## Work instructions:
1: In the Metakit excerpt, what name is given to Metakit databases?
2: From the Metakit excerpt, quote the passage starting with "Metakit Backgrounder" and going on through "types of storages.".
3: Decide whether each statement agrees with the Metakit excerpt, answering yes or no and quoting the deciding words: (a) In-memory storages support transactions. (b) Metakit has Tcl bindings. (c) On-disk and in-memory storages cannot be used at the same time.

## Excerpt to read:
______________________________
Many processing tasks require the use of an algebra to ensure correctness of operations performed on disjoint pieces of data. Relational algebra is a formalized system consisting of sets of data and operations on sets of data. Relational algebra and Relational calculus are the foundation of the Structured Query Language (SQL). In many cases, however, SQL is too removed from the underlying data and hampers the ability for programmers to gain a thorough understanding of their data. Metakit, from Equi4 Software (http://equi4.com/), is an efficient, lightweight, embedded database that encapsulates a combination of relational algebra and hierarchical data structures. Additionally, Metakit comes complete with interfaces to popular scripting languages, such as Python, which combined with Metakit's ability to restructure internal databases on-the-fly, makes a powerful combination for both learning relational algebra and prototyping database applications. Metakit also has a C++ API and Tcl bindings. Because its data files are portable, the library has been used on UNIX, Windows, Macintosh, VMS, and other platforms.

Metakit Backgrounder

Metakit databases are called "storages" and they can either be on disk or completely in-memory. On-disk storages are persistent storages that support transactions. In-memory storages, while not supporting transactions, are useful for both debugging and learning how to use Metakit. One of the niceties about Metakit is that you can use on-disk and in-memory storages concurrently. In fact, Metakit supports operations between multiple on-disk and in-memory storages. Table 1 lists the different types of storages.
______________________________
## Records shown:
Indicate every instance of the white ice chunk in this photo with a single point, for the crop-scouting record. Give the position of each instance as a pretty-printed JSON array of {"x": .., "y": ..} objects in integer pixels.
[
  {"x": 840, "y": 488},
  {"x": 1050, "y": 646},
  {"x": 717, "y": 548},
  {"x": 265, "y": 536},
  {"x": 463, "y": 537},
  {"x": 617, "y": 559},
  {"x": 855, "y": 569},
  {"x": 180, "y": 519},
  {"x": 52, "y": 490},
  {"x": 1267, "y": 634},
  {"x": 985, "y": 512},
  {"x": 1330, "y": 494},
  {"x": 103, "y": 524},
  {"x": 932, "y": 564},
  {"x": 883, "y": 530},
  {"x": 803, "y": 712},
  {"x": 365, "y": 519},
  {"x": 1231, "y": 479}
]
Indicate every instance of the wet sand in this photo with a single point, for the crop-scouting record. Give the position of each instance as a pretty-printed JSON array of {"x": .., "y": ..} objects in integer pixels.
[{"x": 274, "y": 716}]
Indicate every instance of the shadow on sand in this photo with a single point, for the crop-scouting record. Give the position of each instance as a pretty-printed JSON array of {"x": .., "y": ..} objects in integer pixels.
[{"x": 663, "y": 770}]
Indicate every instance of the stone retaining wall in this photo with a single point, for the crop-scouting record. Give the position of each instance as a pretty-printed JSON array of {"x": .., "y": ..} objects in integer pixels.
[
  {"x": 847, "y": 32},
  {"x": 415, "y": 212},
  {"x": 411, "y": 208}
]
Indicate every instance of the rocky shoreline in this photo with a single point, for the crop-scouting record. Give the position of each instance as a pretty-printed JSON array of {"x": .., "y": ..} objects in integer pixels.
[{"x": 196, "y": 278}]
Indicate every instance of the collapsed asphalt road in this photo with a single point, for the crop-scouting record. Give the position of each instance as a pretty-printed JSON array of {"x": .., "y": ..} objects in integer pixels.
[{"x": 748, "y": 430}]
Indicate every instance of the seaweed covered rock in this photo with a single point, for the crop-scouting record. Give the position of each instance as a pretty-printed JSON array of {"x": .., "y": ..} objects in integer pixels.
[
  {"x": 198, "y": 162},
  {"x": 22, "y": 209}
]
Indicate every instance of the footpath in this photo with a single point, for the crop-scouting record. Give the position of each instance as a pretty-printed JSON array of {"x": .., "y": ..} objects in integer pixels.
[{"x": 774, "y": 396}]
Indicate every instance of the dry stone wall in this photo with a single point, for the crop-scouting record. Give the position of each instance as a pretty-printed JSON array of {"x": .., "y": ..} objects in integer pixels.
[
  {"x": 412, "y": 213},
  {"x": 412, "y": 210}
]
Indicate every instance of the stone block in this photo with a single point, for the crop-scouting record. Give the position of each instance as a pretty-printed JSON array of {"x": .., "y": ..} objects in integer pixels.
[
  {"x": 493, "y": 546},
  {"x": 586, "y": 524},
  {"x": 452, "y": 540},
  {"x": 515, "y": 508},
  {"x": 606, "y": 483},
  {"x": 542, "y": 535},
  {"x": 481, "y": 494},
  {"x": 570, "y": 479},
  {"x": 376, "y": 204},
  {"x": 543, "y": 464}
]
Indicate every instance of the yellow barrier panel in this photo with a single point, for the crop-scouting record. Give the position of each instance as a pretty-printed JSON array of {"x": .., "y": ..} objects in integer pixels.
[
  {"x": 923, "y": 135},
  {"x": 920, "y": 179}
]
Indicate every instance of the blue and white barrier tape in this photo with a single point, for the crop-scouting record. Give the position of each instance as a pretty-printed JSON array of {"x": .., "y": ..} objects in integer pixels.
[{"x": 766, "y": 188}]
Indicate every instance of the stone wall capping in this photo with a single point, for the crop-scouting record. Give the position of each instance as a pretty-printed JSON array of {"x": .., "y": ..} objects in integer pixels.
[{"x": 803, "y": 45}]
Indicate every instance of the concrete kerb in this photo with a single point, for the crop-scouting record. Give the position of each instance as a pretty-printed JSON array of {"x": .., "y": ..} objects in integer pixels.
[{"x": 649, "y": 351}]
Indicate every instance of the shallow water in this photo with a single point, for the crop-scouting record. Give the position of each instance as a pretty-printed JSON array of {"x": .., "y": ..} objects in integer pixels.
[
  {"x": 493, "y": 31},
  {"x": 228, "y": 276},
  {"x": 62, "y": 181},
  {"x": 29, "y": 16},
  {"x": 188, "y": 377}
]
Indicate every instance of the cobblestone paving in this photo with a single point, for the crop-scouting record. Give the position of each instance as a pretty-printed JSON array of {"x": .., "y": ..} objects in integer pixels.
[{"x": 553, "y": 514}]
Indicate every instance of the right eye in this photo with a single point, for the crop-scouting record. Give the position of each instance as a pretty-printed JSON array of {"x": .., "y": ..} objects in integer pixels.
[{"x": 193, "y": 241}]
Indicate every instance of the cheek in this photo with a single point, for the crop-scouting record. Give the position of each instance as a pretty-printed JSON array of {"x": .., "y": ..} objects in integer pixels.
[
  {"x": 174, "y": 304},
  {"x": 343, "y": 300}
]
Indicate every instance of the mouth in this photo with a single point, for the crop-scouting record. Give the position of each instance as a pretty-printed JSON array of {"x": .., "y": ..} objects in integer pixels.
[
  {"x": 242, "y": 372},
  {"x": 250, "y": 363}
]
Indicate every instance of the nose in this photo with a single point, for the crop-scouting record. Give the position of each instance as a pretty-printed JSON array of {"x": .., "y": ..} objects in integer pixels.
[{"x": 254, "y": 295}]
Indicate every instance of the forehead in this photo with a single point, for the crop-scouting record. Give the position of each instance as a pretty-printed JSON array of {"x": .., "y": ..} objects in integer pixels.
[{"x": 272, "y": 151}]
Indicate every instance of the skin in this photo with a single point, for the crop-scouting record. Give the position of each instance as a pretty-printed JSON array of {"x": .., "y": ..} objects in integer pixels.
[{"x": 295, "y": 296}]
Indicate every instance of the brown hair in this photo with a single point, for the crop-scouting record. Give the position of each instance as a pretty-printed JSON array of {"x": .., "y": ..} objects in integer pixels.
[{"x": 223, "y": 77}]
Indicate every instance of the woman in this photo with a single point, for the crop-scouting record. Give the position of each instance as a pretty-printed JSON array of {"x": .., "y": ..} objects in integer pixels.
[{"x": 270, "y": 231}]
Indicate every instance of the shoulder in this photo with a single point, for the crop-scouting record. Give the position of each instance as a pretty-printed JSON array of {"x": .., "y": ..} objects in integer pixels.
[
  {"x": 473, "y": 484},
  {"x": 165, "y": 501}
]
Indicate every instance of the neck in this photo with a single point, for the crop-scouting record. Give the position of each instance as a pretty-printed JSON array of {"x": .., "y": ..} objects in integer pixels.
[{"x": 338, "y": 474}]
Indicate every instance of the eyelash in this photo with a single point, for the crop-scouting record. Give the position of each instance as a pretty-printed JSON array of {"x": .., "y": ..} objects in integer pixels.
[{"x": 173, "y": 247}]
______________________________
## Task answers:
1: They are called "storages."

2:
Metakit Backgrounder

Metakit databases are called "storages" and they can either be on disk or completely in-memory. On-disk storages are persistent storages that support transactions. In-memory storages, while not supporting transactions, are useful for both debugging and learning how to use Metakit. One of the niceties about Metakit is that you can use on-disk and in-memory storages concurrently. In fact, Metakit supports operations between multiple on-disk and in-memory storages. Table 1 lists the different types of storages.

3:
(a) No: "In-memory storages, while not supporting transactions"
(b) Yes: "Metakit also has a C++ API and Tcl bindings."
(c) No: "you can use on-disk and in-memory storages concurrently"